[Data excerpts]
/---
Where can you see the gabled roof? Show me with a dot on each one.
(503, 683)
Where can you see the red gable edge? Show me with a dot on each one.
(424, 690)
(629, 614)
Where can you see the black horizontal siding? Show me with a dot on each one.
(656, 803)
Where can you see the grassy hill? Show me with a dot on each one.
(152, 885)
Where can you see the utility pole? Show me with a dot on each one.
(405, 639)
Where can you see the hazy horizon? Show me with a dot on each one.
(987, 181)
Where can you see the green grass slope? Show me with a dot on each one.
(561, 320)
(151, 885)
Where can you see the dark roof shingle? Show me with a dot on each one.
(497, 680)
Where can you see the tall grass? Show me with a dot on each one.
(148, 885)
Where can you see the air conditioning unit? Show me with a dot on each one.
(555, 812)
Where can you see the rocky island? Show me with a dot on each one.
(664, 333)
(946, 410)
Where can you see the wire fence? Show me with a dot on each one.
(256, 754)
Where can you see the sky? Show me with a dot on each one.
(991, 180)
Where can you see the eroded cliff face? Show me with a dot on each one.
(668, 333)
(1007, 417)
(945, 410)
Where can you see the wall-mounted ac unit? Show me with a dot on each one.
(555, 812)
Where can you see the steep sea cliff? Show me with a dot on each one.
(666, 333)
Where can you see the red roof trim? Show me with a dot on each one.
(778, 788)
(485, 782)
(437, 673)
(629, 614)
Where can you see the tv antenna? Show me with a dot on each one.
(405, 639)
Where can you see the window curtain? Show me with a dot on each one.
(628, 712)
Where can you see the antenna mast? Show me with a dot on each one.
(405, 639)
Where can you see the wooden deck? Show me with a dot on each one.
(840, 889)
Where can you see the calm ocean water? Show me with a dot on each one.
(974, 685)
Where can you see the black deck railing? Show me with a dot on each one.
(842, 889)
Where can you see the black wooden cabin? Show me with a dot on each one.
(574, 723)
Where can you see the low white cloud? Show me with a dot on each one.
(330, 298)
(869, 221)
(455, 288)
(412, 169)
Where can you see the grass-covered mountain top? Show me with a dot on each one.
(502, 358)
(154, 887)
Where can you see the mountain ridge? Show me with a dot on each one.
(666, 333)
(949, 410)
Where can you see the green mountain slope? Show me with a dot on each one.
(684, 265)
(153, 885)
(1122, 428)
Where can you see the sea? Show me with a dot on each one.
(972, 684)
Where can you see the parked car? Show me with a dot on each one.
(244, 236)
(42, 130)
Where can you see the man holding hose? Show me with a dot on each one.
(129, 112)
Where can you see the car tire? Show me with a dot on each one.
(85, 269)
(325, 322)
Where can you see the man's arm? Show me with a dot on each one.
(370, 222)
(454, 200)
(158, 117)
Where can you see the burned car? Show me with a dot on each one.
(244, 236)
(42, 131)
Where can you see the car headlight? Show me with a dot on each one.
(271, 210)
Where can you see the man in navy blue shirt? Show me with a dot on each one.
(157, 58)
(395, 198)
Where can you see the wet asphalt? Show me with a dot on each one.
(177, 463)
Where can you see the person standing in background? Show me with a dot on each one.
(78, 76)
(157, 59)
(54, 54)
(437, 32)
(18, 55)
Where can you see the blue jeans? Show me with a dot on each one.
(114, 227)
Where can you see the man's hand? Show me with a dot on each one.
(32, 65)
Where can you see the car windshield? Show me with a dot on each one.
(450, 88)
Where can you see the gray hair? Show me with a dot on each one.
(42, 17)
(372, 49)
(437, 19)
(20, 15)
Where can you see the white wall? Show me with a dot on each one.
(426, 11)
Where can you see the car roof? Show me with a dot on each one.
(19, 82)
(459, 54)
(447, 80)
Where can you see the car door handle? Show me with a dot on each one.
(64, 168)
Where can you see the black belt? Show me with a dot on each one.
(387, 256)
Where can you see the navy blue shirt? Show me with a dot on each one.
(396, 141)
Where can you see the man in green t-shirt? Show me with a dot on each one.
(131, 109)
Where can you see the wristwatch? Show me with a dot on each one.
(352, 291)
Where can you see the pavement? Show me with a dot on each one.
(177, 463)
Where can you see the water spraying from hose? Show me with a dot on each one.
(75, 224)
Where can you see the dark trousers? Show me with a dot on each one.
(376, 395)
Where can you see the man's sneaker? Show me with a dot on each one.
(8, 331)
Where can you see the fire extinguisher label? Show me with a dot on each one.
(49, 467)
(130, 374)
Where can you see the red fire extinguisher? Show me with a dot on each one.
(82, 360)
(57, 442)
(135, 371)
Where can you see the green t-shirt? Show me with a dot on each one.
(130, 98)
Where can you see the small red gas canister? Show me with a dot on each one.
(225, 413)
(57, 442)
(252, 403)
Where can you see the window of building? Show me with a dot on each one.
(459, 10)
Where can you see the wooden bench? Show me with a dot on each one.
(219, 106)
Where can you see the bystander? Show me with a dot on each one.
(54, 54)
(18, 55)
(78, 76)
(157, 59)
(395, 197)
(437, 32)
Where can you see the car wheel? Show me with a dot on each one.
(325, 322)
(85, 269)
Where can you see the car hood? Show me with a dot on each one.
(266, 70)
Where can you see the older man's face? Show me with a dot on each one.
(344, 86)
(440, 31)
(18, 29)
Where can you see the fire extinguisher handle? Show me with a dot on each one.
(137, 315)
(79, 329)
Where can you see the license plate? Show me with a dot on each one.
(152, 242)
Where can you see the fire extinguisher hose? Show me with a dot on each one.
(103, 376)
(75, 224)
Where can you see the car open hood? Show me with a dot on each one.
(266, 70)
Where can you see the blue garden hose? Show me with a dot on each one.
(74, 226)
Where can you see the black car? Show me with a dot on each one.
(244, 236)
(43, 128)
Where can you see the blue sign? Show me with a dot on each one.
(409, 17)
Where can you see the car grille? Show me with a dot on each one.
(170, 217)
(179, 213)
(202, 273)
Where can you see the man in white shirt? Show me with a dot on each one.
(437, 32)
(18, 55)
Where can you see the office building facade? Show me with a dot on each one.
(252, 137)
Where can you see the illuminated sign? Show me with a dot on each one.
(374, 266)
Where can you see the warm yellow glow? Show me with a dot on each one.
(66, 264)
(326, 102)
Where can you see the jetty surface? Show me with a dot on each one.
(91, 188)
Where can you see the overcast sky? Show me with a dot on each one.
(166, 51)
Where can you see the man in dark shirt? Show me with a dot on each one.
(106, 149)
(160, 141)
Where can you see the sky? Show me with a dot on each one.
\---
Give a word-for-word copy of the records.

* [Answer box]
Where can you see the gabled roof? Show me with a dot on each one.
(503, 683)
Where can you see the red gable edge? Show me with a dot on each one.
(424, 690)
(629, 614)
Where can you see the black horizontal siding? Show me with a dot on each one.
(656, 803)
Where can you see the grassy hill? Show me with a dot on each one.
(152, 885)
Where can you see the utility pole? Show me with a dot on each one.
(405, 639)
Where can you see the hazy horizon? Show me with a dot on each one.
(987, 181)
Where can you see the green grass slope? Show me with a dot on each one.
(561, 320)
(151, 885)
Where can you see the dark roof shingle? Show me with a dot on each one.
(497, 680)
Where can you see the tall grass? Show me with a dot on each one.
(148, 885)
Where can you see the air conditioning unit? Show me with a dot on each one.
(555, 812)
Where can you see the rocky island? Show me with a dot on each one.
(664, 333)
(946, 410)
Where can you see the wire fence? Show me with a dot on each one.
(256, 754)
Where can you see the sky? Show me with a dot on each one.
(991, 180)
Where can you see the eroded cliff face? Show me with a dot on each one.
(668, 333)
(1007, 417)
(945, 410)
Where can you see the wall-mounted ac unit? Show me with a dot on each one.
(555, 812)
Where can you see the steep sea cliff? Show me with a dot on each one.
(666, 333)
Where can you see the red roof trim? Show me with a dot on each one.
(778, 788)
(485, 782)
(437, 673)
(629, 614)
Where can you see the tv antenna? Show me with a dot on each one.
(405, 639)
Where can you see the window curtain? Show me with a dot on each one.
(628, 712)
Where can you see the antenna mast? Show me with a dot on each one.
(405, 639)
Where can you see the wooden deck? Show me with a dot on each one.
(840, 889)
Where can you see the calm ocean water? Show me with a dot on each one.
(974, 685)
Where can you see the black deck railing? Show me with a dot on each one.
(842, 889)
Where can you see the black wooden cabin? Show me with a dot on each one.
(574, 723)
Where can you see the low white cloud? Show me with a dot on each one.
(330, 298)
(869, 221)
(455, 288)
(412, 169)
Where can you see the grass-covered mountain top? Show me with a dot on each one.
(502, 358)
(154, 887)
Where can you see the mountain ridge? Show me with a dot on each one.
(666, 333)
(949, 410)
Where can you see the green mountain slope? Show me with a dot on each one.
(684, 265)
(153, 885)
(1122, 428)
Where can you see the sea? Show me with a dot on each one.
(972, 684)
Where can you see the parked car? Show me with a dot on each one.
(244, 236)
(42, 130)
Where can you see the man holding hose? Show me with a dot on each one.
(129, 112)
Where can you see the car tire? Show me with a dot on each one.
(85, 269)
(325, 322)
Where can you see the man's arm? Show me with a dot on each one.
(370, 222)
(454, 200)
(158, 117)
Where can you see the burned car? Show me with a dot on each one.
(244, 236)
(42, 131)
Where can you see the car headlight? Show me with a dot on each one.
(271, 210)
Where can you see the man in navy blue shirt? Show me with a dot on each one.
(157, 58)
(395, 198)
Where can you see the wet asphalt? Show me with a dot on each one.
(177, 463)
Where can you see the person standing in background? Show me with a dot on each one.
(78, 76)
(157, 59)
(54, 54)
(437, 32)
(18, 55)
Where can you see the blue jeans? Show me with a dot on each one.
(114, 227)
Where can you see the man's hand? Show me with a dot on each one.
(32, 65)
Where can you see the car windshield? Show me with a dot on each one.
(450, 88)
Where can you see the gray hair? Show me with a dot on each one.
(42, 17)
(372, 49)
(437, 19)
(20, 15)
Where can you see the white wall? Show me with a dot on each one.
(426, 11)
Where can you see the car roof? Show me with a dot on each one.
(19, 82)
(459, 54)
(447, 80)
Where can you see the car door handle? Show me with a dot on each one.
(64, 168)
Where can you see the black belt? Show me with a dot on each one.
(387, 256)
Where can you see the navy blue shirt? Show me with a dot on each one.
(396, 141)
Where can you see the man in green t-shirt? Show me with a dot on each one.
(131, 109)
Where can you see the wristwatch? Show me with a dot on each one.
(352, 291)
Where can you see the pavement? Show me with a dot on each one.
(177, 463)
Where can you see the water spraying from hose? Show me with a dot on each one.
(75, 224)
Where can you see the dark trousers? Show me with a dot on each one.
(376, 395)
Where can you see the man's sneaker? Show me with a dot on each one.
(8, 331)
Where can you see the fire extinguisher label? Show me with a dot on each one.
(49, 467)
(130, 374)
Where can you see the red fire extinguisher? Show me with a dot on each one.
(82, 360)
(57, 442)
(135, 371)
Where can you see the green t-shirt? Show me with a dot on each one.
(130, 98)
Where can you see the small red gas canister? Show me with a dot on each one.
(225, 413)
(57, 442)
(252, 403)
Where can you see the window of building? Show me with a dot on each one.
(459, 10)
Where can you see the wooden bench? Show me with a dot on each one.
(219, 106)
Where can you see the bystander? Show me with a dot on each one.
(54, 54)
(18, 55)
(78, 76)
(157, 59)
(395, 197)
(437, 32)
Where can you see the car wheel? Show me with a dot on each one.
(325, 322)
(85, 269)
Where can you see the car hood? Show me with a dot on each one.
(266, 70)
Where can you see the older man's face? Show me with a dot on each one.
(344, 86)
(440, 31)
(18, 29)
Where can you see the fire extinguisher handle? Show me with a dot on each one.
(137, 315)
(79, 329)
Where can you see the license plate? Show me with a dot on each one.
(152, 242)
Where can you see the fire extinguisher hose? Show me with a dot on each one.
(103, 376)
(75, 224)
Where can you see the car open hood? Show me with a dot on each one.
(266, 70)
Where can you see the blue garden hose? Show me with a dot on each one.
(74, 226)
Where can you see the black car? Show me with a dot on each one.
(244, 236)
(43, 128)
Where can you see the blue sign? Show me with a dot on each one.
(409, 17)
Where can you see the car grille? Show me with a dot on each one.
(170, 217)
(179, 213)
(202, 273)
Where can you see the man in white shirt? Show me with a dot on each one.
(437, 32)
(18, 55)
Where can you see the office building facade? Show me with a dot on each one.
(252, 137)
Where can you see the illuminated sign? Show me with a dot on each one.
(374, 266)
Where can you see the warm yellow glow? Show me with a dot on each one.
(66, 264)
(326, 102)
Where can you see the jetty surface? Show me with a dot on each one.
(91, 188)
Where can you see the overcast sky? Show me with a dot on each one.
(166, 51)
Where can you see the man in dark shirt? Show me with a dot on each one.
(106, 149)
(160, 141)
Where can you see the sky? Show me with a dot on each one.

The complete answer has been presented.